─── PAGE TEXT ───

Funny, moving and highly entertaining
The Yellow Eyes of Crocodiles is the first novel in the Joséphine series by French author, Katherine Pancol. When she discovers her unemployed husband Antoine (call me Tonio) is having an affair with his manicurist, Joséphine Cortès kicks him out of their Paris apartment and resolves to somehow manage, with two daughters, on her own. Her meagre salary at the CNRS as a 12th Century historian will need to be supplemented; luckily, her brother-in-law, Philippe Dupin offers her some translation work.

When Antoine and his mistress, Mylène desert Paris to run a crocodile farm in Kenya, Joséphine knows her daughters’ survival is dependent on her: 10-year-old Zoé can still be reassured, but 14-year-old Hortense is becoming a wilful handful. And the bank manager has a nasty surprise for Joséphine. Desperation and a sense of filial loyalty see her agreeing to a dubious deal with her glamorous (and manipulative) sister, Iris: Jo will write a novel set in 12th Century France; Iris will relish doing the publicity and taking the credit; she’ll funnel the fees to Jo.

─── GIVEN MATERIAL ───

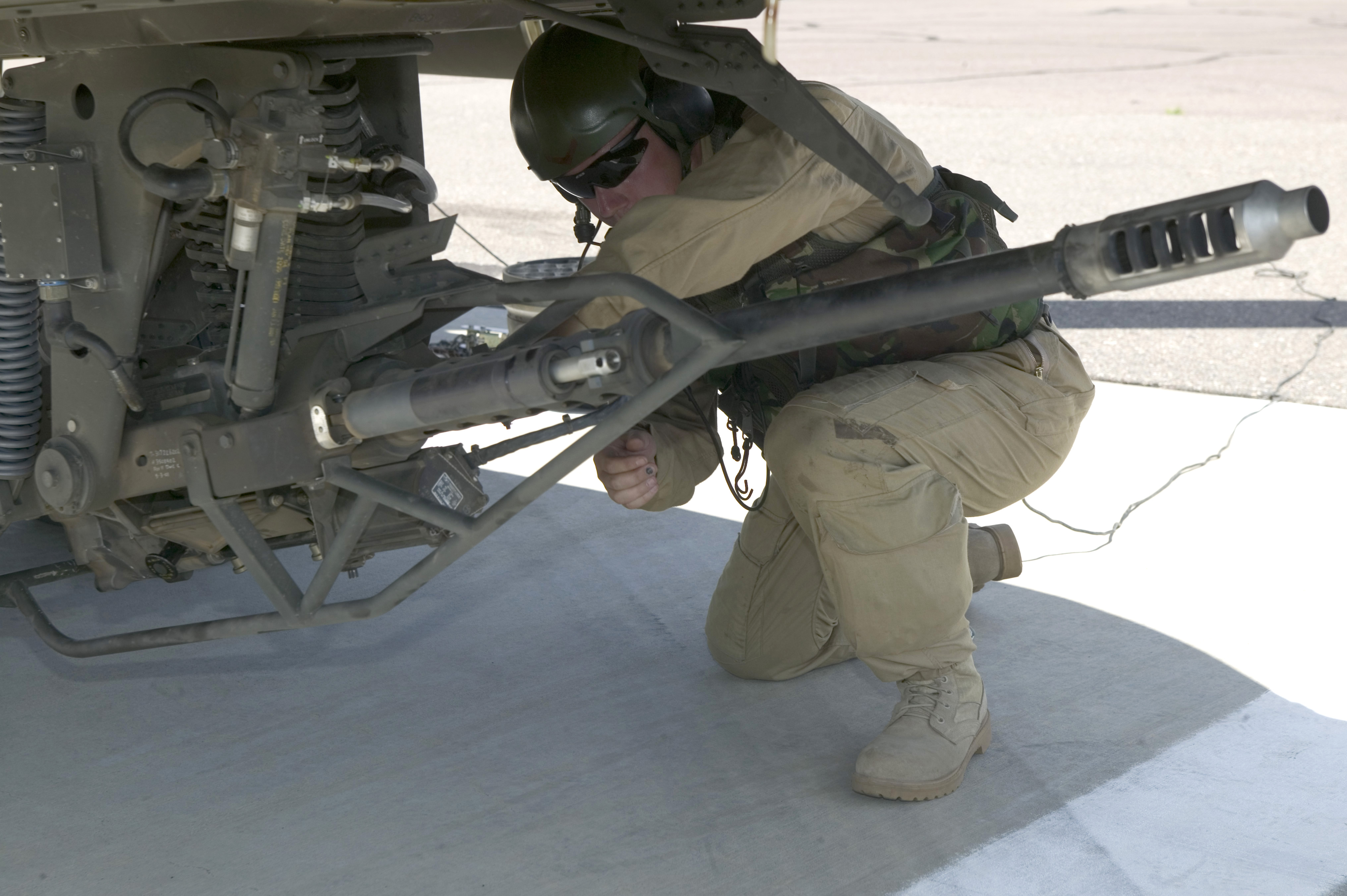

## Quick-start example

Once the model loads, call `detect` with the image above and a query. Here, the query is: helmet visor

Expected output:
[552,128,649,199]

───

EXERCISE TASKS:
(a) Translate this sentence from the review into Spanish: "And the bank manager has a nasty surprise for Joséphine."
(b) Extract the stretch of the review from "When Antoine and" through "fees to Jo.", copying it word for word.
The listing comes from a different source than the review.

WORKED SOLUTIONS:
(a) Y el gerente del banco tiene una sorpresa desagradable para Joséphine.

(b)
When Antoine and his mistress, Mylène desert Paris to run a crocodile farm in Kenya, Joséphine knows her daughters’ survival is dependent on her: 10-year-old Zoé can still be reassured, but 14-year-old Hortense is becoming a wilful handful. And the bank manager has a nasty surprise for Joséphine. Desperation and a sense of filial loyalty see her agreeing to a dubious deal with her glamorous (and manipulative) sister, Iris: Jo will write a novel set in 12th Century France; Iris will relish doing the publicity and taking the credit; she’ll funnel the fees to Jo.